▶ **SÉRIE DE CONSIGNES**:
1 - D'après l'extrait à lire, combien d'années Bernard Weiner a-t-il été critique théâtral du San Francisco Chronicle ?
2 - Les affirmations suivantes concordent-elles avec l'extrait à lire ? (a) La conférence de Weiner à Munich a eu lieu le 10 octobre. (b) Weiner est républicain. (c) Weiner a enseigné dans une seule université. Répondez par oui ou non et citez les mots décisifs de l'extrait.

▶ **EXTRAIT À LIRE**:

+ + + + + + +

19 octobre 2007 — Nous nous sommes attachés à un texte de Bernard Weiner, éditeur du site Crisis Papers. Bernard Weiner, poète et auteur de théâtre, a été le critique théâtral du San Francisco Chronicle pendant 16 ans. Il est aussi, autre facette remarquable, professeur de relations internationales, enseignant dans plusieurs universités. Le texte date du 16 octobre, basé sur une conférence de Weiner à Munich (le 10 octobre) devant un rassemblement de citoyens US à l’étranger, membres militants du parti démocrate. Démocrate lui-même, Weiner donne un bon aperçu du désarroi peu ordinaire qui parcourt l’électorat US (en général, républicain compris) et, plus particulièrement dans ce cas, l’électorat démocrate, — d’un parti qui sort d’une victoire exceptionnelle (novembre 2006) et se dirige, dit-on, vers une victoire non moins exceptionnelle (novembre 2008).

Nous avons beaucoup abordé des questions ponctuelles concernant telle ou telle candidature ou non-candidature, des plus assurées aux plus inattendues, aux plus étonnantes. Cette fois, nous voulons aborder d’une façon plus générale l’état d’esprit des électeurs. Découvrir un tel désarroi chez des représentants du parti de la victoire quasi-assurée, voilà qui ne laisse pas d’être un constat intéressant.

+ + + + + + +

▶ **EXTRAIT SOURCE**:
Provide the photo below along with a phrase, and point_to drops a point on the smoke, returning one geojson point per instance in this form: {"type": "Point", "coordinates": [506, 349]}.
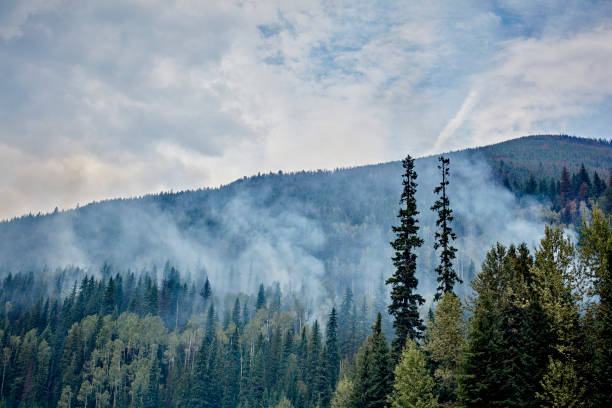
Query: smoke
{"type": "Point", "coordinates": [315, 233]}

+ + + + + + +

▶ **RÉSULTATS DES CONSIGNES**:
1 - Il l'a été pendant 16 ans.

2 -
(a) Oui : « basé sur une conférence de Weiner à Munich (le 10 octobre) ».
(b) Non : « Démocrate lui-même ».
(c) Non : « enseignant dans plusieurs universités ».